Os remédios para aliviar sua crise não se esgotam nesse expediente. Outra dose envolve o que Benjamim classifica como “capex de oportunidade”. São pequenos projetos que adicionam novas estruturas e serviços para rentabilizar ainda mais o metro quadrado dos hospitais.

Em setembro, os movimentos mais recentes foram as inaugurações de duas UTIs no Espírito Santo. Uma, cardiológica, no hospital Praia da Costa, em Vila Velha. E a segunda, pediátrica, em uma das unidades de Cariacica.

Um novo formato, lançado em uma parceria com a Vale em 2022, é outra opção na mesa. Nesse caso, a Kora reservou um espaço em seus hospitais na Grande Vitória para ficar à disposição dos cerca de 40 mil usuários da empresa na região.

O atendimento é feito por médicos contratados pela Vale. Esses profissionais e os pacientes têm acesso a toda estrutura das unidades da Kora, que já tem conversas adiantadas com outras companhias nesse mesmo modelo, em Vitória e Fortaleza.
★ ★ ★ ★ ★
- **TAREFAS A REALIZAR**
a. Reescreva o trecho do texto sobre os hospitais da Kora desde "Em setembro, os" até "empresa na região.", inclusive, atualizando "UTIs" para "unidades de terapia intensiva".
b. Segundo o texto sobre os hospitais da Kora, para que servem os pequenos projetos chamados de "capex de oportunidade"?
As linhas abaixo não são necessárias para nenhuma tarefa.

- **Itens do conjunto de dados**
★ ★ ★ ★ ★
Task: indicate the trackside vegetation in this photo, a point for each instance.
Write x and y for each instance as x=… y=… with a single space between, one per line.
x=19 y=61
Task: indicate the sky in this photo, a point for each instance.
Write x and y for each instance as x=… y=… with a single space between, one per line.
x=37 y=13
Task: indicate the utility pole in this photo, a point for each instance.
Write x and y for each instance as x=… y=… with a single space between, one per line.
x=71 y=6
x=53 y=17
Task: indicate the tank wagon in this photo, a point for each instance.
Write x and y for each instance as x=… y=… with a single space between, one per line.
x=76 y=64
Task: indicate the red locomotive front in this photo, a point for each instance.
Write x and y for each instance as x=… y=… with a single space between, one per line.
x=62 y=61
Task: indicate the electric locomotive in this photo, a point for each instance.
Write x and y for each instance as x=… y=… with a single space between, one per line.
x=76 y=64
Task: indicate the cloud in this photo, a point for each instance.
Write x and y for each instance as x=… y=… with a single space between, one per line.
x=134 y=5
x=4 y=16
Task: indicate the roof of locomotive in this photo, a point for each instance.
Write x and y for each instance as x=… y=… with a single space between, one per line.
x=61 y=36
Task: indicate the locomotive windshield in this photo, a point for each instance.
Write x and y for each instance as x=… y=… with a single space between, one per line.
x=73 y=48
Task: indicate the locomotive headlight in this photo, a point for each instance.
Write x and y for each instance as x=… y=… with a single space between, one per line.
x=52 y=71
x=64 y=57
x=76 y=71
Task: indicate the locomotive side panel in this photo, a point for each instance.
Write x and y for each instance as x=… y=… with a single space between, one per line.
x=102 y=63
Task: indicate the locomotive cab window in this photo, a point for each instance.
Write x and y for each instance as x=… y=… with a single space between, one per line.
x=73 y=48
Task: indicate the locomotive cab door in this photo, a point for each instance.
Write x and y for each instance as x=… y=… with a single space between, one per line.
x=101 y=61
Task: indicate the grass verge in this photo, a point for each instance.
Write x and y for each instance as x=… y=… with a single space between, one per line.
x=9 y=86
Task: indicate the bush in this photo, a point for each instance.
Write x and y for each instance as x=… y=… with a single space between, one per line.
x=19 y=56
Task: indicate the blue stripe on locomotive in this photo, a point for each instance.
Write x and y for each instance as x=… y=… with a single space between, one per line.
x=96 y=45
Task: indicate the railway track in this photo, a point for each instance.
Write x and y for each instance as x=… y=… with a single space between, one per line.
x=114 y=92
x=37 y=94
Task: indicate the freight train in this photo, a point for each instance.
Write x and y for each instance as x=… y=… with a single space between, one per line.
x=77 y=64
★ ★ ★ ★ ★
- **RESPOSTAS DO EXERCÍCIO**
a.
Em setembro, os movimentos mais recentes foram as inaugurações de duas unidades de terapia intensiva no Espírito Santo. Uma, cardiológica, no hospital Praia da Costa, em Vila Velha. E a segunda, pediátrica, em uma das unidades de Cariacica.

Um novo formato, lançado em uma parceria com a Vale em 2022, é outra opção na mesa. Nesse caso, a Kora reservou um espaço em seus hospitais na Grande Vitória para ficar à disposição dos cerca de 40 mil usuários da empresa na região.

b. Esses projetos adicionam novas estruturas e serviços para rentabilizar ainda mais o metro quadrado dos hospitais.